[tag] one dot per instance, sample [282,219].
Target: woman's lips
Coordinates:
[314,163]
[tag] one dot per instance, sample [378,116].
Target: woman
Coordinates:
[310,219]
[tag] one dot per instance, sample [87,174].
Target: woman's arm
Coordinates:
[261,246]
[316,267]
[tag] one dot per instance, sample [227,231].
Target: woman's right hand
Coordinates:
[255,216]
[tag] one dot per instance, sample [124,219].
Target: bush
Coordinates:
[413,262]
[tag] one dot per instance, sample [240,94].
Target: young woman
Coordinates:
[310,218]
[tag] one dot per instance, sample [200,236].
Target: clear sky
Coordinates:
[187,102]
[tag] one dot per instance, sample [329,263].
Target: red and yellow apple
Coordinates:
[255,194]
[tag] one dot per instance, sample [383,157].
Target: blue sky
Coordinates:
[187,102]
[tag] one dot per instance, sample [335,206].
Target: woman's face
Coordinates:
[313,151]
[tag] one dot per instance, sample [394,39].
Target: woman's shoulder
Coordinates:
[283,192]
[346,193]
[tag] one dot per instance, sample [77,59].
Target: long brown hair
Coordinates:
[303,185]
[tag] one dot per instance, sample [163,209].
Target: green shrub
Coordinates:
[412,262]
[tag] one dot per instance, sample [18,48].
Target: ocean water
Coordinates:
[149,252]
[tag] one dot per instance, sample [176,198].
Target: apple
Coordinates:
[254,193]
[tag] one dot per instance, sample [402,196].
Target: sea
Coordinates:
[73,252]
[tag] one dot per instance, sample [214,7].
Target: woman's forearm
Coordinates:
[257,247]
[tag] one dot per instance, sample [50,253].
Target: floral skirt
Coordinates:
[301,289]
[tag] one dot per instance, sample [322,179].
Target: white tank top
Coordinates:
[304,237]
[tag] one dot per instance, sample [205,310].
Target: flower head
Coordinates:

▶ _WHAT YOU SHOULD DO_:
Working from the entries above, filter out every line that lacks "woman" and copy what remains.

▶ _SOLUTION TO THIS PROBLEM_:
Target: woman's lips
Target: woman
Target: woman's arm
Target: woman's right hand
Target: young woman
Target: woman's face
Target: woman's shoulder
Target: woman's forearm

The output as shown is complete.